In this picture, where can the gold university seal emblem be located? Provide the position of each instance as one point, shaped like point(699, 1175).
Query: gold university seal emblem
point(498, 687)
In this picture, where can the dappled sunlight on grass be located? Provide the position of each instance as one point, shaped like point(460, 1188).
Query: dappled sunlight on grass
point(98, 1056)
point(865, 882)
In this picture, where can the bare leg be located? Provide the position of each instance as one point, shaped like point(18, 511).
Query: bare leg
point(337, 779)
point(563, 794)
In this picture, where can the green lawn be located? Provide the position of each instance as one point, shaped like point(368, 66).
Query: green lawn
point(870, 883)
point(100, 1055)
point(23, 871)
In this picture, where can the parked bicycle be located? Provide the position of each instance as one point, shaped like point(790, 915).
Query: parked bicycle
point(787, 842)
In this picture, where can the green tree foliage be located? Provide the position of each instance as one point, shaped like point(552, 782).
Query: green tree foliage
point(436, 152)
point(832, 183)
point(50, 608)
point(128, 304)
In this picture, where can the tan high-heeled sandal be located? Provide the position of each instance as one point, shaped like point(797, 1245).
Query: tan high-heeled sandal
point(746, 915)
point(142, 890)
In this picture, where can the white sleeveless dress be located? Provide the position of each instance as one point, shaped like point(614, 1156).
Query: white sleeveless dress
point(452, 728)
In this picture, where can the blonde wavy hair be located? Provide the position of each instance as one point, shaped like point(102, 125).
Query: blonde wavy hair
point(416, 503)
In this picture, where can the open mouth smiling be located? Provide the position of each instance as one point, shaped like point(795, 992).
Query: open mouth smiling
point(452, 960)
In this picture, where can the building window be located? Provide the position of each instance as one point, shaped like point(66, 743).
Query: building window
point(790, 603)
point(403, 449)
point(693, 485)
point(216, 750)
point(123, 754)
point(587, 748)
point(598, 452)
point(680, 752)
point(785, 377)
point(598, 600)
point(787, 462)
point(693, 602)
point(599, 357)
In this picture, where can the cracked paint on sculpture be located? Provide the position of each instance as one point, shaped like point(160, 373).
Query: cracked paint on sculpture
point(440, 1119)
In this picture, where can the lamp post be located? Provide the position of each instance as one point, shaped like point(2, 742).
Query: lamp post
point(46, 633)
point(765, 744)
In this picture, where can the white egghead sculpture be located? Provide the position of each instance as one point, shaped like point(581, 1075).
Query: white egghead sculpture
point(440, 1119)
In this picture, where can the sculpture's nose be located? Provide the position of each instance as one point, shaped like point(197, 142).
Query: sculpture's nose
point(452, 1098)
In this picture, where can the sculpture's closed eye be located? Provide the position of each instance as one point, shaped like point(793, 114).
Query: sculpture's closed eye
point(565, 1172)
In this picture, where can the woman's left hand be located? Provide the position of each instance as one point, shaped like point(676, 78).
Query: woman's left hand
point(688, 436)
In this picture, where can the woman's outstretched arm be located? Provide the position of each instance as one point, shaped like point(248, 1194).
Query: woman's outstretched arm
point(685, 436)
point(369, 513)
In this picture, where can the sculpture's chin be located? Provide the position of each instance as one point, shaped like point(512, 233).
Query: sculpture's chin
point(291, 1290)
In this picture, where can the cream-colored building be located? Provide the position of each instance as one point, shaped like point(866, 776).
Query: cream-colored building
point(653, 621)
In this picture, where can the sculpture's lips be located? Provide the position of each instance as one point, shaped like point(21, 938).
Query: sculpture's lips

--

What you are asked to do:
Write out every row above again, word for word and line for line, in the same order.

Result:
In this picture, where can the gold university seal emblem be located? Provide the position of each instance as one point, shaped like point(699, 1175).
Query: gold university seal emblem
point(498, 687)
In this picture, where can the dappled sunlight on grass be located? Provide the position of each instance as one point, shaped like point(460, 1188).
Query: dappled sunlight on grass
point(98, 1056)
point(865, 882)
In this picture, where can the bare leg be located? Provide the position of each instance as one point, shaped like point(18, 511).
Query: bare leg
point(337, 779)
point(563, 794)
In this picture, where can the green lawn be located? Provide the position of each instance as one point, shaped like point(368, 66).
Query: green lawn
point(870, 883)
point(100, 1055)
point(23, 871)
In this picture, where can the parked bicycle be located? Provide the position of each instance as one point, shaped like point(790, 915).
Query: parked bicycle
point(787, 842)
In this picture, where can the green tree foliage be located? Provide the position of each instance as one point, shaped like point(552, 782).
Query: green tree foliage
point(436, 152)
point(832, 183)
point(50, 608)
point(128, 304)
In this picture, where can the tan high-heeled sandal be located? Provide the position of each instance as one point, shaped like point(797, 1245).
Query: tan high-heeled sandal
point(746, 915)
point(142, 890)
In this picture, where can the white sleeveless dress be located? Provide the position of each instance as one point, shaped like point(614, 1156).
Query: white sleeveless dress
point(452, 728)
In this picture, where can the blonde wavy hair be located? Provide the position of each instance as one point, shaped like point(102, 125).
Query: blonde wavy hair
point(416, 503)
In this picture, where can the open mouth smiling be located? Provide the position of each instance as one point, shaped like point(795, 992).
Query: open mouth smiling
point(452, 960)
In this picture, where can the building window be located? Provide the position of each instance as one point, shaped like point(66, 743).
Query: building window
point(790, 603)
point(403, 449)
point(693, 485)
point(216, 750)
point(123, 754)
point(587, 748)
point(598, 452)
point(680, 752)
point(785, 377)
point(598, 600)
point(787, 462)
point(693, 602)
point(599, 357)
In this picture, where can the cracked paint on sculpture be located? Provide the position of each instance as one point, shaped like point(160, 373).
Query: cracked paint on sculpture
point(440, 1119)
In this picture, where can the lamp post be located? Provide the position of each instance as one point, shaped like point(2, 742).
Query: lamp post
point(46, 633)
point(765, 744)
In this picture, where can the white egghead sculpture be located? Provide the position of each instance as one point, shaped like point(581, 1075).
Query: white egghead sculpture
point(440, 1119)
In this picture, where can the sculpture's nose be located? Provide the position of each instance as one point, shaped like point(197, 142).
Query: sculpture's nose
point(452, 1098)
In this picture, where can the sculpture's closed eye be located? Provide the position of each instance as one point, shaped like point(793, 114).
Query: sculpture's closed eye
point(565, 1172)
In this picture, where can the woman's left hand be located? Provide the position of each instance as one point, shaped like point(676, 78).
Query: woman's left hand
point(688, 436)
In this picture, where can the woman's outstretched arm be located? Provide the position of each instance as one point, shaped like point(248, 1194).
Query: woman's outstretched arm
point(685, 436)
point(369, 513)
In this picture, where can the sculpture's chin be located? Provide the position of each instance as one point, shaped like point(512, 233).
Query: sculpture's chin
point(291, 1290)
In this picture, where can the cream-colored building be located? Provide the position of each instance as one point, shaped like point(866, 776).
Query: cream-colored building
point(653, 621)
In this picture, where can the sculpture's lips be located? Provide the position of each instance as one point, shaped like point(21, 938).
Query: sculpture's lips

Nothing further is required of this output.